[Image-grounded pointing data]
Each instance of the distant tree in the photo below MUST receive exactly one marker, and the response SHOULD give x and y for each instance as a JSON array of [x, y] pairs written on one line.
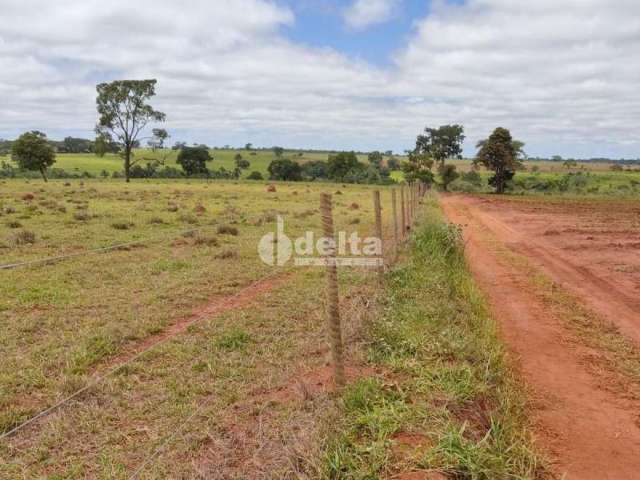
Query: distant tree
[[418, 168], [448, 173], [315, 170], [193, 160], [255, 176], [375, 160], [241, 163], [32, 151], [124, 113], [160, 135], [441, 143], [341, 164], [285, 169], [393, 163], [501, 154]]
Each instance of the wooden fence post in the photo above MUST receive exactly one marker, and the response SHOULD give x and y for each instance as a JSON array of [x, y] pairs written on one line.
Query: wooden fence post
[[378, 211], [333, 301], [403, 213], [396, 237]]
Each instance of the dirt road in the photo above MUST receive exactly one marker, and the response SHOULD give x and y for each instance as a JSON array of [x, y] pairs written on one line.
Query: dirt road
[[590, 430]]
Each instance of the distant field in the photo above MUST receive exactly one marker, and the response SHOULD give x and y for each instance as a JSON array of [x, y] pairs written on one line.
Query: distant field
[[260, 160]]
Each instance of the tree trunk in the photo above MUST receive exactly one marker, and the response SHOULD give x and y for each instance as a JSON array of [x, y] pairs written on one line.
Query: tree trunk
[[127, 162]]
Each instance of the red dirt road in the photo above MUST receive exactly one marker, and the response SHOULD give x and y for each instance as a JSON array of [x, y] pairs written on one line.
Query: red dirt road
[[593, 252]]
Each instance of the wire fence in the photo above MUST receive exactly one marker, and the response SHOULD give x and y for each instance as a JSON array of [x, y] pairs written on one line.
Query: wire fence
[[392, 235]]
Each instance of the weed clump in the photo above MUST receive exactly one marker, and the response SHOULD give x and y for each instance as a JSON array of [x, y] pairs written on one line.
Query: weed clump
[[122, 225], [227, 255], [228, 230], [25, 237]]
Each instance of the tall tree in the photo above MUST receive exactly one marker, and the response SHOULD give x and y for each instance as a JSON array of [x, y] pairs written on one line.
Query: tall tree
[[501, 154], [124, 112], [193, 160], [32, 151], [441, 143]]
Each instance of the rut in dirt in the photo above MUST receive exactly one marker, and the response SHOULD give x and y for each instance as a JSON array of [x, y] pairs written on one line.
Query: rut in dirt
[[590, 431]]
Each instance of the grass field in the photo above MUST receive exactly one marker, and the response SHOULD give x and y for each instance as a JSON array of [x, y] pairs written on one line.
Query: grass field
[[239, 384]]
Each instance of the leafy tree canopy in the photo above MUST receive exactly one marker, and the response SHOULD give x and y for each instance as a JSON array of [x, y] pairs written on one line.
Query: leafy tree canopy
[[501, 154], [124, 112], [193, 160], [285, 169], [441, 143], [32, 151]]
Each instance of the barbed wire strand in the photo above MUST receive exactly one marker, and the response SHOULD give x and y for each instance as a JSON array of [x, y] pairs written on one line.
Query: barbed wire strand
[[119, 367]]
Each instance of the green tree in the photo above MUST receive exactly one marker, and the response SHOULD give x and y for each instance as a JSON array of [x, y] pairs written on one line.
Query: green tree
[[418, 168], [501, 154], [448, 173], [124, 112], [285, 169], [340, 165], [375, 159], [441, 143], [32, 151], [193, 160]]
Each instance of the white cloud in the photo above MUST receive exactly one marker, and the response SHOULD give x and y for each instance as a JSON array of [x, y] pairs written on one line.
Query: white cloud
[[364, 13], [562, 75]]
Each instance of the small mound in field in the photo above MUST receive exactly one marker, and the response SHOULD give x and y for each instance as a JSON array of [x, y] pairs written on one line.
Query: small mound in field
[[227, 255], [81, 216], [206, 240], [228, 230], [122, 225], [24, 237]]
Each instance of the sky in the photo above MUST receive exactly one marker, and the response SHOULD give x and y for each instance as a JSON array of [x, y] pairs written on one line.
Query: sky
[[563, 76]]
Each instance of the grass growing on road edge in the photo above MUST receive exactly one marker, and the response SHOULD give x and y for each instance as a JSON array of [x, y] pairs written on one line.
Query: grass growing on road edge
[[452, 405]]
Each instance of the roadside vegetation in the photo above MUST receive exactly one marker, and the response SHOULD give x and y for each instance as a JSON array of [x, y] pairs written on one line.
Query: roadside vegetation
[[449, 403]]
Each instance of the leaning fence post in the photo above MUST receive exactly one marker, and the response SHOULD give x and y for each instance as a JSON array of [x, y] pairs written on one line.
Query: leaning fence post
[[403, 214], [333, 305], [396, 238], [378, 211]]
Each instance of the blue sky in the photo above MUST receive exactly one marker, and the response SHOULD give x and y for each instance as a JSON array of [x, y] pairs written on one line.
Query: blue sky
[[321, 24], [329, 74]]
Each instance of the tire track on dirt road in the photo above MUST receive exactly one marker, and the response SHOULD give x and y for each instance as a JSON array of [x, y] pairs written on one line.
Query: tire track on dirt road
[[591, 432]]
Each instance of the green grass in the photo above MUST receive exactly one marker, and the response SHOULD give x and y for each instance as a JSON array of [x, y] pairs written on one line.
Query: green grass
[[448, 381]]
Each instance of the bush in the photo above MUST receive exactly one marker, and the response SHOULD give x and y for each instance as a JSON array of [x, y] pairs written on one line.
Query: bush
[[255, 176], [24, 237], [228, 230]]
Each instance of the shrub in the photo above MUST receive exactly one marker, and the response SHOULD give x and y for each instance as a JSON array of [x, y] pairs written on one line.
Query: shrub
[[81, 216], [24, 237], [228, 230], [227, 255], [121, 225], [255, 176]]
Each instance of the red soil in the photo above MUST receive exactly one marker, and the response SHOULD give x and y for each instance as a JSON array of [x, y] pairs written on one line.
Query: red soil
[[590, 250]]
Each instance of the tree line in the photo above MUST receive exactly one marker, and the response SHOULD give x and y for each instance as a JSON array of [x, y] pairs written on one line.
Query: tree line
[[125, 113]]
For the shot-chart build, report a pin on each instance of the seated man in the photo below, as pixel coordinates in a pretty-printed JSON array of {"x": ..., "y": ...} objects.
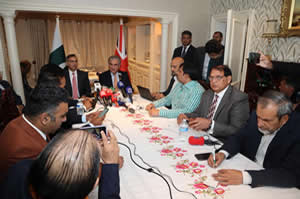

### [Problem description]
Look through the data above. Find each line with the string "below" and copy it.

### [Written solution]
Each instance of the distant tree in the photo below MUST receive exactly one marker, and the response SHOULD give x and y for each instance as a JSON array of [x, y] pairs written on one line.
For the shot-chart build, report a pin on each instance of the seated man in the photo below, as pixel coordinates in a pretty-printed JSON array of {"x": ..., "y": ...} objects.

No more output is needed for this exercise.